---------- EXERCISE INPUT ----------

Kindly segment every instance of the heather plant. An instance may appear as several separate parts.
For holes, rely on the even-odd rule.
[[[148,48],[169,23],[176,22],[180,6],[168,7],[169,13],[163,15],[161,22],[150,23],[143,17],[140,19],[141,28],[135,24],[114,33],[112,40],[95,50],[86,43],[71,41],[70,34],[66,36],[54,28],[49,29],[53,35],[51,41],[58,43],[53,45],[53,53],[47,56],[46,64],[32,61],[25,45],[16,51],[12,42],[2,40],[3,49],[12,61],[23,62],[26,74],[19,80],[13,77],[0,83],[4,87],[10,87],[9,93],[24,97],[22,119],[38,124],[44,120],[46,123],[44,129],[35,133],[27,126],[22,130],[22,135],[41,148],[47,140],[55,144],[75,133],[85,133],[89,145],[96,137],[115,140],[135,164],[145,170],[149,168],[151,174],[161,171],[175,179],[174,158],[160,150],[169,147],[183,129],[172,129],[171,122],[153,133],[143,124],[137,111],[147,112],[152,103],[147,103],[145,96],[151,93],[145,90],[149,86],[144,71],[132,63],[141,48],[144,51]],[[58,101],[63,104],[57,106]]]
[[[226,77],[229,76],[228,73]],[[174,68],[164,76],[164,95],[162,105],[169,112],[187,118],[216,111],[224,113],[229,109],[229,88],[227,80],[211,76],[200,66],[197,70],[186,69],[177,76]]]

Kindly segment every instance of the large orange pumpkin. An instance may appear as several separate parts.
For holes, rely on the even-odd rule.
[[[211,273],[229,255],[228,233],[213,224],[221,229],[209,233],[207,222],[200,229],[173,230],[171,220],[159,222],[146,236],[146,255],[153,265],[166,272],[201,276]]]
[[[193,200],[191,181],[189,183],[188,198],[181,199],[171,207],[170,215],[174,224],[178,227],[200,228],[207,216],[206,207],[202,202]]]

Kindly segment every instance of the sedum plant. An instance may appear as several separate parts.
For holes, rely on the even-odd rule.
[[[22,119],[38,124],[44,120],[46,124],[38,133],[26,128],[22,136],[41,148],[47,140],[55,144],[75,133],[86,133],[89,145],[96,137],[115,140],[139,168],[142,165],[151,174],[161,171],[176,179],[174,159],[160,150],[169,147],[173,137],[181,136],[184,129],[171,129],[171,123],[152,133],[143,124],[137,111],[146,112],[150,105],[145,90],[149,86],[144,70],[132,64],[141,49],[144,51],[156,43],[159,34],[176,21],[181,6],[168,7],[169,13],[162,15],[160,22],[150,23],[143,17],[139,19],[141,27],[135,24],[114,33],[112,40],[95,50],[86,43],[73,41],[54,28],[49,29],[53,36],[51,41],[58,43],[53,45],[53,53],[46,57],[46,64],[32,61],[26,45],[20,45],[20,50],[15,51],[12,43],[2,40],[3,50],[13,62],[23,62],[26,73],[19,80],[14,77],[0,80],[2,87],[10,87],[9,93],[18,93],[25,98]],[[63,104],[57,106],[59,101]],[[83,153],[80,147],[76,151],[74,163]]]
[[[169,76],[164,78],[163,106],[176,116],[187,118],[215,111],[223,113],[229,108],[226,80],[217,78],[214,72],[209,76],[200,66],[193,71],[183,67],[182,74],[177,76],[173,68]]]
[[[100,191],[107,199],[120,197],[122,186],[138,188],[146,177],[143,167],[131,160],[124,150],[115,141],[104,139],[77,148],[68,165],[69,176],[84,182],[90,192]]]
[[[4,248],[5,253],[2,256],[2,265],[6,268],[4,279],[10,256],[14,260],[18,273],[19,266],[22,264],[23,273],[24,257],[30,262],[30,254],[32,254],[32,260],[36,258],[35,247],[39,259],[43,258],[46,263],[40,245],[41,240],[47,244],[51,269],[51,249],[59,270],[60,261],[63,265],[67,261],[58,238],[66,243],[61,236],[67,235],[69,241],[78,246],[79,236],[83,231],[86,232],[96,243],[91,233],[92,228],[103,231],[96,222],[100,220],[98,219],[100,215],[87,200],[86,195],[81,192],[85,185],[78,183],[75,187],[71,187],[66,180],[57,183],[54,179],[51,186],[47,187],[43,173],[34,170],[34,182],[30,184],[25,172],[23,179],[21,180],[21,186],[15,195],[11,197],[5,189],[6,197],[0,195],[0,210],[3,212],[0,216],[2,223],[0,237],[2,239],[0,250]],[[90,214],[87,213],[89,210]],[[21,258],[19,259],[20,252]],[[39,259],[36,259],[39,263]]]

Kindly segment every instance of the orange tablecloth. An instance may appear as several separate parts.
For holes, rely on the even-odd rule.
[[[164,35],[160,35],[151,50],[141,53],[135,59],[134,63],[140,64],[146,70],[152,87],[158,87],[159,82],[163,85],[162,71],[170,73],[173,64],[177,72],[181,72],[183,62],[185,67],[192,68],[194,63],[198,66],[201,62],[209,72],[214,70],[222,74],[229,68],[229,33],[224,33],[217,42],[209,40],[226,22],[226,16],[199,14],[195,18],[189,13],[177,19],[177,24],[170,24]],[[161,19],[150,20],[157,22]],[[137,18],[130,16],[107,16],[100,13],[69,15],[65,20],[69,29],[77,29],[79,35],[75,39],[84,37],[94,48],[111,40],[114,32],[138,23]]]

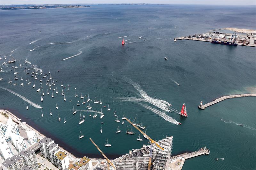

----------

■ DIRECTIONS FOR THIS TASK ■
Quote the records from the line containing "Kindly segment every instance of the orange" through the end of the records, word for word, and leave the picture out of your answer.

■ OUTPUT ■
Kindly segment every instance of the orange tablecloth. An instance may appear as several separate parts.
For holes, rely on the even-odd rule.
[[[164,35],[160,35],[151,50],[141,53],[135,59],[134,63],[140,64],[146,70],[152,87],[158,87],[159,82],[163,85],[162,71],[170,73],[173,64],[177,72],[181,72],[183,62],[185,67],[192,68],[194,63],[198,66],[201,62],[209,72],[214,70],[222,74],[229,68],[229,33],[224,33],[217,42],[209,40],[226,22],[226,16],[199,14],[195,18],[189,13],[177,19],[177,24],[170,24]],[[161,19],[150,20],[157,22]],[[137,18],[130,16],[107,16],[100,13],[69,15],[65,20],[69,29],[77,29],[79,35],[75,39],[84,37],[94,48],[111,40],[114,32],[138,23]]]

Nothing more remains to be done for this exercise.